**Artigo**

================

Pular para o conteúdo principal

André Lara Resende: Quem vai pagar essa conta?

O dogmatismo fiscal não ameaça só a economia: é hora de parar de repetir chavões anacrônicos e de repensar, senão quem pagará é a democracia, diz o economista em artigo publicado sexta, 24/4, no jornal Valor Econômico e reproduzido abaixo, na íntegra. Uma excelente reflexão, vale a leitura.

Até os mais empedernidos defensores do equilíbrio fiscal - e no Brasil de hoje eles dão as cartas - reconhecem que diante da crise é preciso que o Estado gaste para evitar uma verdadeira catástrofe humanitária. Mas como foram pegos no contrapé, no meio de uma cruzada para equilibrar as contas públicas, para salvar o Tesouro do cerco dos infiéis, perderam o rumo. Não apenas a agenda do ministro Paulo Guedes, mas também o discurso da esmagadora maioria dos analistas, tinha se transformado em samba de uma nota só: eliminar o déficit.

================

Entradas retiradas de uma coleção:
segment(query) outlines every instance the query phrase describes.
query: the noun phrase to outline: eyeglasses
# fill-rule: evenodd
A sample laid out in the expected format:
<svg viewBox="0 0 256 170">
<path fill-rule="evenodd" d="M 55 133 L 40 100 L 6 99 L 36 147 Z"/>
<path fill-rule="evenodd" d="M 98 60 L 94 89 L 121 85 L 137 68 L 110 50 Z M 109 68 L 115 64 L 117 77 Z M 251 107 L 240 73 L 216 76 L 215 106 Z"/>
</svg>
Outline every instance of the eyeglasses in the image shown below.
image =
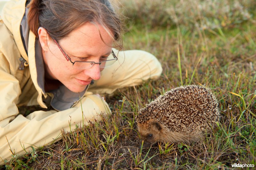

================

**Requisitos do exercício**
[a] Diga se cada afirmação concorda com o artigo acima, respondendo sim ou não e citando as palavras decisivas do artigo. (i) O artigo saiu no jornal Valor Econômico. (ii) Os defensores do equilíbrio fiscal negam que o Estado deva gastar diante da crise. (iii) O artigo aparece reproduzido só em parte.
[b] Substitua "samba de uma nota só" por "disco arranhado" no trecho do artigo que vai de "André Lara Resende: Quem" até "eliminar o déficit.", inclusive, e escreva esse trecho novamente.

**Resultados das tarefas**
[a]
(i) Sim: "artigo publicado sexta, 24/4, no jornal Valor Econômico"
(ii) Não: "reconhecem que diante da crise é preciso que o Estado gaste para evitar uma verdadeira catástrofe humanitária"
(iii) Não: "reproduzido abaixo, na íntegra"

[b]
André Lara Resende: Quem vai pagar essa conta?

O dogmatismo fiscal não ameaça só a economia: é hora de parar de repetir chavões anacrônicos e de repensar, senão quem pagará é a democracia, diz o economista em artigo publicado sexta, 24/4, no jornal Valor Econômico e reproduzido abaixo, na íntegra. Uma excelente reflexão, vale a leitura.

Até os mais empedernidos defensores do equilíbrio fiscal - e no Brasil de hoje eles dão as cartas - reconhecem que diante da crise é preciso que o Estado gaste para evitar uma verdadeira catástrofe humanitária. Mas como foram pegos no contrapé, no meio de uma cruzada para equilibrar as contas públicas, para salvar o Tesouro do cerco dos infiéis, perderam o rumo. Não apenas a agenda do ministro Paulo Guedes, mas também o discurso da esmagadora maioria dos analistas, tinha se transformado em disco arranhado: eliminar o déficit.